Given instruction -
Nothing but the lines from the one containing "Please put a marker on the apartment" through the last line should be written out, please, exactly as they stand.

Stored rows -
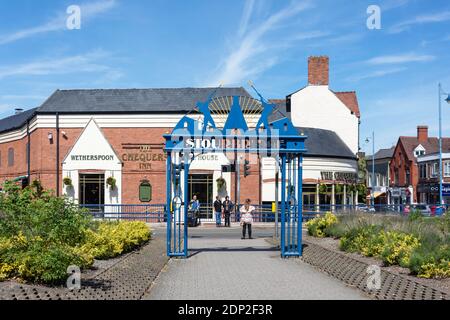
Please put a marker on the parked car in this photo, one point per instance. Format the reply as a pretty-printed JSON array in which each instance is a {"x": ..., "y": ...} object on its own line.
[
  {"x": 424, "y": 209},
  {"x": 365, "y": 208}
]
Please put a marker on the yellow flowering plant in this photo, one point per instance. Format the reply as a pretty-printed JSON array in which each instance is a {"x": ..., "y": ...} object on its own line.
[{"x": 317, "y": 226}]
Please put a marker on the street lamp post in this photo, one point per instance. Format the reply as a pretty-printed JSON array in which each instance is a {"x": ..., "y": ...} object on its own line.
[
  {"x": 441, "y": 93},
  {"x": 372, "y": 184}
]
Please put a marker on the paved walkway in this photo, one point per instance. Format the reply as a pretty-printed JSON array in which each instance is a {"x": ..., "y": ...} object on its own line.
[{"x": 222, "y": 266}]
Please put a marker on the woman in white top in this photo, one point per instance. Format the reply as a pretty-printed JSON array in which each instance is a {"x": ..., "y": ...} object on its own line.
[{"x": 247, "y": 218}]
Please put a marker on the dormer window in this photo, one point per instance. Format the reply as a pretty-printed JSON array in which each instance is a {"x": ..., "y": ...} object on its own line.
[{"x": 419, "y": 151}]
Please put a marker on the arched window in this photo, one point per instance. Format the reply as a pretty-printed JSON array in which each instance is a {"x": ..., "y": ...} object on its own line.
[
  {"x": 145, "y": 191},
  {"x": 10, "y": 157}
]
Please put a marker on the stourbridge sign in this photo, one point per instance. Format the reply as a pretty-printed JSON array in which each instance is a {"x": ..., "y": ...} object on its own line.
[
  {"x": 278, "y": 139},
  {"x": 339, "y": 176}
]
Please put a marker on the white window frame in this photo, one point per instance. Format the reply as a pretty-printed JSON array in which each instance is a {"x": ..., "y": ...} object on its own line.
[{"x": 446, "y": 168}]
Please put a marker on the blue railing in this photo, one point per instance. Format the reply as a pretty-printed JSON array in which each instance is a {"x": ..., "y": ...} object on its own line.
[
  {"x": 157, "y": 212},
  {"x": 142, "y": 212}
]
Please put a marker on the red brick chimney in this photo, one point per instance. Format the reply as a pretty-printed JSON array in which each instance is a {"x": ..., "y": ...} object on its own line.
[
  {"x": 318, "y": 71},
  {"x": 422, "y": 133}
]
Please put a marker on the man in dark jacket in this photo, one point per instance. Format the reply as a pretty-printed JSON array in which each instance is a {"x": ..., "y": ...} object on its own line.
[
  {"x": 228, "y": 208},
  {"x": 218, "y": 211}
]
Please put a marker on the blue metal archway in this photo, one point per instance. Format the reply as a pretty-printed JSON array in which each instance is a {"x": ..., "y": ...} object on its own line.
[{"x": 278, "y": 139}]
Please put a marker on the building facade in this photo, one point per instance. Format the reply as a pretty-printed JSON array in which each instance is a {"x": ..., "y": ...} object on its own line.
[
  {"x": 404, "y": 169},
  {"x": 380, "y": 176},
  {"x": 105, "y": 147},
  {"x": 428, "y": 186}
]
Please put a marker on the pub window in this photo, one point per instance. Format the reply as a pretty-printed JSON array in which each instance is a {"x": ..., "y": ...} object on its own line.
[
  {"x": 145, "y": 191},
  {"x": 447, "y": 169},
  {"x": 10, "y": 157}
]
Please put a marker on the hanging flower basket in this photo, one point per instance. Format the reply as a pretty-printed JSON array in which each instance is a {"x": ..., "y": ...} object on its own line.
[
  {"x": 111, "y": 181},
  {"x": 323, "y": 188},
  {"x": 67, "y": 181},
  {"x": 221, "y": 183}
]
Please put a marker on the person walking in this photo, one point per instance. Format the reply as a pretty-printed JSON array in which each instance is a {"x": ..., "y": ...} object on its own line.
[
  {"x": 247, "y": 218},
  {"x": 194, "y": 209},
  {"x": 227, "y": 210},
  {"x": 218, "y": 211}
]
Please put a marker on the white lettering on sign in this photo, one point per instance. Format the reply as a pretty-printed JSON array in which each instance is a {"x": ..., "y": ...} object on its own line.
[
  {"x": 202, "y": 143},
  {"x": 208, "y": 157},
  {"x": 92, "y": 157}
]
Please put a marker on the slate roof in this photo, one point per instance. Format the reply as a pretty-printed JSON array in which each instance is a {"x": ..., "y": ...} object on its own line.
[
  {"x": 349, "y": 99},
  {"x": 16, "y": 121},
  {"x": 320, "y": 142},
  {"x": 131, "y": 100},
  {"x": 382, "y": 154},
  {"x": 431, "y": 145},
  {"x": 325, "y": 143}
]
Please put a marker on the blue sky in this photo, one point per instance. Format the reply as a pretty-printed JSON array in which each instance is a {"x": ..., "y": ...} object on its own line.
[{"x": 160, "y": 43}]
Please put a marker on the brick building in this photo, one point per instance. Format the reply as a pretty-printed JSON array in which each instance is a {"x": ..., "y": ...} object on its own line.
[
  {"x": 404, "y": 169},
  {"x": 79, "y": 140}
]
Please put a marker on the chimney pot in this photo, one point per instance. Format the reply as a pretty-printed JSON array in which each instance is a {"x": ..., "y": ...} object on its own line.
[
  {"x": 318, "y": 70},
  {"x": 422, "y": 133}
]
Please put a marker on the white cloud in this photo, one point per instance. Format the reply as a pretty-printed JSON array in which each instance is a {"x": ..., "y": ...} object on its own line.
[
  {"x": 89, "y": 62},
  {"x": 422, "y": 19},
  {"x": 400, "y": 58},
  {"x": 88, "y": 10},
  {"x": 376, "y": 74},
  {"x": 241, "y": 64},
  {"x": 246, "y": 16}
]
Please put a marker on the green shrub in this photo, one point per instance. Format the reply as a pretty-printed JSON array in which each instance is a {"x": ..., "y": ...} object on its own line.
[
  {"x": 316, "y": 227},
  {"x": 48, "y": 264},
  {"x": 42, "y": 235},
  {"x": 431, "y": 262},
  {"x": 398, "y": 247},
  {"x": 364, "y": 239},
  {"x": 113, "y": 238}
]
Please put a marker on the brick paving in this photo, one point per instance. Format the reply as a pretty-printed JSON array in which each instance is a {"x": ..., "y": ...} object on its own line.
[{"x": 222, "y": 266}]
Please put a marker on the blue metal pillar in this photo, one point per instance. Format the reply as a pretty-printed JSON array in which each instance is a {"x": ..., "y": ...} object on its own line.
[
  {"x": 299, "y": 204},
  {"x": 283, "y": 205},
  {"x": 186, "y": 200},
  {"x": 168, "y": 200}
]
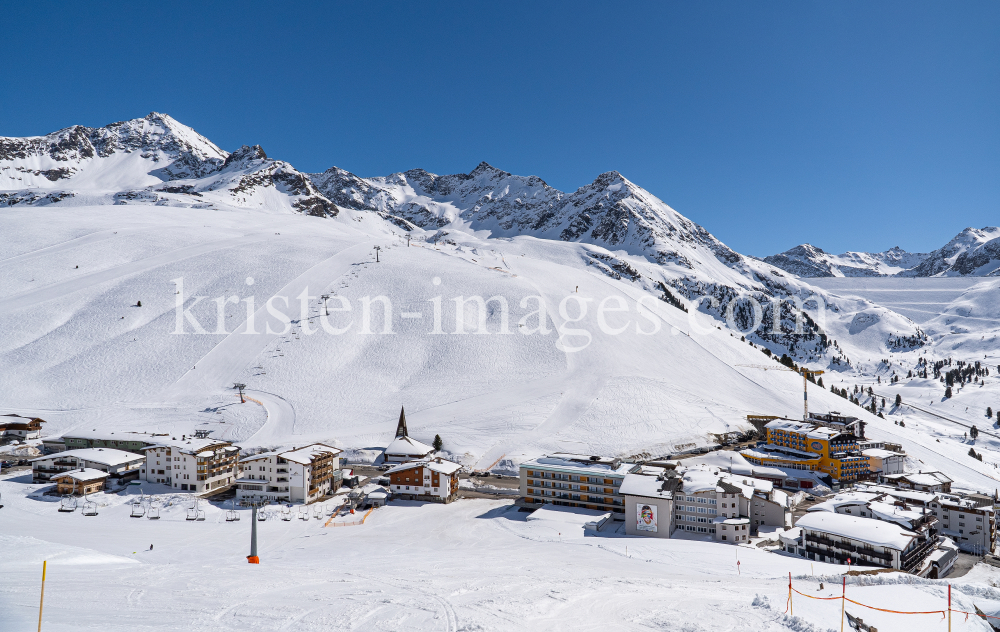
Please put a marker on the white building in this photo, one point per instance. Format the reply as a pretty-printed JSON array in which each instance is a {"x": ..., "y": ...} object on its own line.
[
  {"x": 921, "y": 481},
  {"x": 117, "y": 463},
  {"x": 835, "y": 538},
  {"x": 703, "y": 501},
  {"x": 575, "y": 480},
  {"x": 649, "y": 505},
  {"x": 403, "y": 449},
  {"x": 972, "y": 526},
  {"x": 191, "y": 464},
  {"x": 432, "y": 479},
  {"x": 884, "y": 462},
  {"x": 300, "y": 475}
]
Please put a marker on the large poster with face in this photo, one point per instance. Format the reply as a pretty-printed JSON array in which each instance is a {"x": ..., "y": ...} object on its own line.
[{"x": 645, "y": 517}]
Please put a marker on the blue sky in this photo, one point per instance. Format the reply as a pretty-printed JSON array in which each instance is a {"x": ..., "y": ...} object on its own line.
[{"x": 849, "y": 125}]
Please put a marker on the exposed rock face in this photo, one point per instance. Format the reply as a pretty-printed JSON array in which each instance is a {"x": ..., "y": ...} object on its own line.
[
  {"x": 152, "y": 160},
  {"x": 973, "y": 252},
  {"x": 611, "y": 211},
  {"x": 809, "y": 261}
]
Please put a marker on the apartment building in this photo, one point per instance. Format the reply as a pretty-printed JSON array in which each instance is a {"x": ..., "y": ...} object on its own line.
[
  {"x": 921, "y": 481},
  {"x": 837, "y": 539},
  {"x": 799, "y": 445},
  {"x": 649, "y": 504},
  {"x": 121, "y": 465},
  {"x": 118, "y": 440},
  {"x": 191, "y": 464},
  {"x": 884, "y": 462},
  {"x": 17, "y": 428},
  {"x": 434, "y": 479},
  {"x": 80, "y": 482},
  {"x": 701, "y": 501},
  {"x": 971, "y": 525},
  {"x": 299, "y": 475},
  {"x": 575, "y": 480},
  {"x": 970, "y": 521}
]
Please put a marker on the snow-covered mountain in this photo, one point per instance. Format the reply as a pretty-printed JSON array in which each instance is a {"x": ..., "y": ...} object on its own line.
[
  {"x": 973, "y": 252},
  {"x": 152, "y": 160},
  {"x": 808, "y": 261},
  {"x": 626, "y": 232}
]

Exercise result -
Please put a marker on the apartment building in this photo, one point per instance. Format the reply as a pretty-printed JSON array in which each instance is a {"x": ..., "y": ...} object on its own line.
[
  {"x": 921, "y": 481},
  {"x": 837, "y": 539},
  {"x": 799, "y": 445},
  {"x": 649, "y": 504},
  {"x": 121, "y": 465},
  {"x": 118, "y": 440},
  {"x": 191, "y": 464},
  {"x": 884, "y": 462},
  {"x": 17, "y": 428},
  {"x": 434, "y": 479},
  {"x": 80, "y": 482},
  {"x": 701, "y": 501},
  {"x": 971, "y": 525},
  {"x": 299, "y": 475},
  {"x": 575, "y": 480},
  {"x": 970, "y": 521}
]
Please put a marker on the snow-covered mountain in this photo, one point per instance. Format the reply as a pretty-printed JSON array in which each instance is a {"x": ..., "y": ...} object on its own line.
[
  {"x": 973, "y": 252},
  {"x": 152, "y": 160},
  {"x": 808, "y": 261},
  {"x": 626, "y": 232}
]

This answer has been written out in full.